> _EXERCISE OBJECTIVE_
Transcribe the records exactly from the line with "Where can the white" to the end, both included.

> _RECORD SET_
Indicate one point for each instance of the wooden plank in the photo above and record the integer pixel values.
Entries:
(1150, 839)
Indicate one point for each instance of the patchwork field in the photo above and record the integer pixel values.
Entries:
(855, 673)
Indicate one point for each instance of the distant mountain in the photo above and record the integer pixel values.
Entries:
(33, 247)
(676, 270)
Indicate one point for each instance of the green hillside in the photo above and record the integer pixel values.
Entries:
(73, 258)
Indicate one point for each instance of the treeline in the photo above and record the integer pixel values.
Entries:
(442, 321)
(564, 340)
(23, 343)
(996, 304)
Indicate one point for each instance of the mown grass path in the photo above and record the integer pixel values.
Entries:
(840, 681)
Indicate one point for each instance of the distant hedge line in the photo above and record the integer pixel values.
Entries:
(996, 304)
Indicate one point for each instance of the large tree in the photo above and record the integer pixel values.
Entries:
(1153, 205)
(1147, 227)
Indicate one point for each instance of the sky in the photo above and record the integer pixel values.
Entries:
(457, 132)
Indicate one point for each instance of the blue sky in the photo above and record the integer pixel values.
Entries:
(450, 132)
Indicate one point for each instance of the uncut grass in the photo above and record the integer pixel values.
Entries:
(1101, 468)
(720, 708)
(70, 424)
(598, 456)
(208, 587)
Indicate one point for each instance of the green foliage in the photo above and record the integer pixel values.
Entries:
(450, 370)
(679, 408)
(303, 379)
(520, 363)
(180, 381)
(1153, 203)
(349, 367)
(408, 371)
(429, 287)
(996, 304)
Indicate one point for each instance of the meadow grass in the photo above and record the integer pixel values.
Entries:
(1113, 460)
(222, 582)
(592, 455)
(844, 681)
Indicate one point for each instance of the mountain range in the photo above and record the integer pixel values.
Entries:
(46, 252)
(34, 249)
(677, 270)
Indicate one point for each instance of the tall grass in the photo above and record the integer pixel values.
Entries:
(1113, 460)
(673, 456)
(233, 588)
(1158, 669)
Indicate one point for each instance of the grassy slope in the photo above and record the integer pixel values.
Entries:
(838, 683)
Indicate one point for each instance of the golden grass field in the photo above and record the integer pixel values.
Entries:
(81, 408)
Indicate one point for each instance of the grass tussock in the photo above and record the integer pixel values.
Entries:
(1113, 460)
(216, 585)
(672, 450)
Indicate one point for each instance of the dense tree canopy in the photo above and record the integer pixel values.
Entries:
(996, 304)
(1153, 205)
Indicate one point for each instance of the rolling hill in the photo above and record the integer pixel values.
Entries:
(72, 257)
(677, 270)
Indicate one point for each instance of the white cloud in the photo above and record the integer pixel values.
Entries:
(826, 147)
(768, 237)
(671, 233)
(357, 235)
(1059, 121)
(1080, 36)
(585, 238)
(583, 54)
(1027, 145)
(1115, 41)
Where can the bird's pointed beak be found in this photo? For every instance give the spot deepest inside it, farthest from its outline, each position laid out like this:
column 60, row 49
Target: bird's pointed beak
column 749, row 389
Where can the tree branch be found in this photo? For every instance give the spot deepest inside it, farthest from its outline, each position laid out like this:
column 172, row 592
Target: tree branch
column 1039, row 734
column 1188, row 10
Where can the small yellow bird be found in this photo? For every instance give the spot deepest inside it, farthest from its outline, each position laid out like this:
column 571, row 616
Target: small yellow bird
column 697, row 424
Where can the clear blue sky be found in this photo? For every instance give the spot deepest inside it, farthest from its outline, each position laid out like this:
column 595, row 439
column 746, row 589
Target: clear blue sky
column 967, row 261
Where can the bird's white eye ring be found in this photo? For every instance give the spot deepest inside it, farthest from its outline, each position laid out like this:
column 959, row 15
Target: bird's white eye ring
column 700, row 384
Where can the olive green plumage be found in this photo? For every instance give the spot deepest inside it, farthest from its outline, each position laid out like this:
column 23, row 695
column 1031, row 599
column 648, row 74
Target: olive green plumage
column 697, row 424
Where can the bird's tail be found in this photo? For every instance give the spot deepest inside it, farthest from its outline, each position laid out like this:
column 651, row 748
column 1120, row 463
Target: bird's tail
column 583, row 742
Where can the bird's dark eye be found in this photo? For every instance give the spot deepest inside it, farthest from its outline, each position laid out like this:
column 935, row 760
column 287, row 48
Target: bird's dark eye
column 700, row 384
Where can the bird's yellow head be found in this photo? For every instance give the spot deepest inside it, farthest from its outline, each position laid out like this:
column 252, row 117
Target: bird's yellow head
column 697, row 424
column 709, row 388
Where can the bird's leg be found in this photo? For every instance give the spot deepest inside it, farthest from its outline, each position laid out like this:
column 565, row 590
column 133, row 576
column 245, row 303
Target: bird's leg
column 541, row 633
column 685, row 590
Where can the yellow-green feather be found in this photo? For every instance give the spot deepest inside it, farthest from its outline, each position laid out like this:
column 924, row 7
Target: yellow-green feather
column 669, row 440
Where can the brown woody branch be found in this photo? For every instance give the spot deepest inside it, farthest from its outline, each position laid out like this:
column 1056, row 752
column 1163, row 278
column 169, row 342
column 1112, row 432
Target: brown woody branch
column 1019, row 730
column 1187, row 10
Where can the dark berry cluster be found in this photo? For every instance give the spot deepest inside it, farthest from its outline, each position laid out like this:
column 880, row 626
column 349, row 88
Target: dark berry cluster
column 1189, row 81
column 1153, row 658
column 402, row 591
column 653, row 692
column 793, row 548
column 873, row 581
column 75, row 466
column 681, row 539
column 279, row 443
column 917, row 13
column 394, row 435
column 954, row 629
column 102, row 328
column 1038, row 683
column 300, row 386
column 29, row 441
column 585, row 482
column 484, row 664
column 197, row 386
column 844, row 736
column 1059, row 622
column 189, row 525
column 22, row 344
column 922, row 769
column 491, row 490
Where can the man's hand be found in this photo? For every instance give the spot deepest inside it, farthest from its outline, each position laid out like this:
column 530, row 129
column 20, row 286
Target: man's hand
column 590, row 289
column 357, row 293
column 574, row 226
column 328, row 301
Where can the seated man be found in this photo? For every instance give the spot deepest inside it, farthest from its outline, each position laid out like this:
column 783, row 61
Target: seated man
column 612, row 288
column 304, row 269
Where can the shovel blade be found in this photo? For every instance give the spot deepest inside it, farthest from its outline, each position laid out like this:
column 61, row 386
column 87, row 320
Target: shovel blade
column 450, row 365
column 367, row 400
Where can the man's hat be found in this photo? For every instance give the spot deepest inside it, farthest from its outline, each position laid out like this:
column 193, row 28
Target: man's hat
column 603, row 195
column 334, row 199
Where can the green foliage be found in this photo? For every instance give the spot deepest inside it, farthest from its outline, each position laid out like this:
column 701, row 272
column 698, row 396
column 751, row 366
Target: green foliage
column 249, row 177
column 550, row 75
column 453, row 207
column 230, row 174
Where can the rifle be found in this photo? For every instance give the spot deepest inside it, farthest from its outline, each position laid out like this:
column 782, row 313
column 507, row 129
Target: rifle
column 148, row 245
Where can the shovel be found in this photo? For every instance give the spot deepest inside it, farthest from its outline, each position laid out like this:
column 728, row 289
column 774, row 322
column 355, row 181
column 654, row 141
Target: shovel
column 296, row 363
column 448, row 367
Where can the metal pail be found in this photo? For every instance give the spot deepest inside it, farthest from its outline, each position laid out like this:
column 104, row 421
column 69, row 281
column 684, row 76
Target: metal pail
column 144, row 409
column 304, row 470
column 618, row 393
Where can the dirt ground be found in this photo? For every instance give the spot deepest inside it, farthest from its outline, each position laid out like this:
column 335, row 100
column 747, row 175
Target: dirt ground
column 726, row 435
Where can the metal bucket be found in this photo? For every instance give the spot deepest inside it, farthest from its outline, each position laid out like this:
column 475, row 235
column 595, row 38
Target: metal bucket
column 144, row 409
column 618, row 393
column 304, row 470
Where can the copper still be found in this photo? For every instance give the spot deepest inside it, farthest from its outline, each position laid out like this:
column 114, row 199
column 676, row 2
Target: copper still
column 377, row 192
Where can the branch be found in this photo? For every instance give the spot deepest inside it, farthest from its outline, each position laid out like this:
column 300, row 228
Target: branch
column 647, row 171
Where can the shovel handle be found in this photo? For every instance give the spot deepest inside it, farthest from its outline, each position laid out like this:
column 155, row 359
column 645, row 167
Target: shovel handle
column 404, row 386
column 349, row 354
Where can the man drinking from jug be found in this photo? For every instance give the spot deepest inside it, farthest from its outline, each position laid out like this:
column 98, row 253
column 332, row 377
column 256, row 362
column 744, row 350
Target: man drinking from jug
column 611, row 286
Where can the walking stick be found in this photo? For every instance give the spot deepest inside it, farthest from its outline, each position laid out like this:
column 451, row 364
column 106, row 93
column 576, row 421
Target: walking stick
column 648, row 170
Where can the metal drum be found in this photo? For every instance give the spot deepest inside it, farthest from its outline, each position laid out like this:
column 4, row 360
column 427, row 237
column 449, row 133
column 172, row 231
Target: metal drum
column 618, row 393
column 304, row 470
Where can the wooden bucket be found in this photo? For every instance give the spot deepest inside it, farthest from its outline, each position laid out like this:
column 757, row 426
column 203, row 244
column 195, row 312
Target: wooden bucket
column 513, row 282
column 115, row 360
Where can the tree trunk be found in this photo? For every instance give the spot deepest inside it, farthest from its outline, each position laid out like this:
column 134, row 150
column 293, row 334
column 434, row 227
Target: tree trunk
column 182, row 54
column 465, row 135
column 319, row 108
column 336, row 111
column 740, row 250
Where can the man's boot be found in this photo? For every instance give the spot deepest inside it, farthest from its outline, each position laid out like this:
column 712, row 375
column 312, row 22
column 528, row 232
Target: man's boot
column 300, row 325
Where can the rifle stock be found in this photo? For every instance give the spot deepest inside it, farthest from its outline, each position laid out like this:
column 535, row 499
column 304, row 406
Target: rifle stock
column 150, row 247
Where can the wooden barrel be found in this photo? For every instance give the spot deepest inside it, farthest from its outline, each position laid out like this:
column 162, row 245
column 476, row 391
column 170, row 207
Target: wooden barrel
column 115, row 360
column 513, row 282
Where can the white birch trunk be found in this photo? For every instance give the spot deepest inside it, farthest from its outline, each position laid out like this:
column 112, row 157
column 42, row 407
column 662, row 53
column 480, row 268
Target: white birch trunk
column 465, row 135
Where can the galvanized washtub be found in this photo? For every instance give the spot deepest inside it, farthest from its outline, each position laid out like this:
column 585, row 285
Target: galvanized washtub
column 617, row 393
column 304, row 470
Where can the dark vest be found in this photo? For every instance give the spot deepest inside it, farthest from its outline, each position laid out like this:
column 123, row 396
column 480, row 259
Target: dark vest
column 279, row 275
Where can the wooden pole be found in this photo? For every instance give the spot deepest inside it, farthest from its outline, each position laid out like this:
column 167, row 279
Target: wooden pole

> _FULL ANSWER_
Where can the white birch trunk be found in this photo? For every instance give the spot deepest inside it, farthest from its outline, each position laid out like this:
column 112, row 157
column 42, row 407
column 662, row 53
column 480, row 268
Target: white birch trunk
column 465, row 135
Where can the galvanized washtub be found in this photo? For every instance give the spot deepest inside it, farthest from its outline, each position laid out like this:
column 585, row 285
Target: galvanized washtub
column 617, row 393
column 304, row 470
Where can the dark vest be found in this photo? For every instance give the spot deepest inside it, farthest from its outline, each position laid out like this:
column 123, row 396
column 480, row 259
Target: dark vest
column 279, row 275
Where can the wooden pole be found in this photo? For every instance give the spot deepest inside it, farthest from its outline, each position laid out like this:
column 167, row 279
Target: wooden pole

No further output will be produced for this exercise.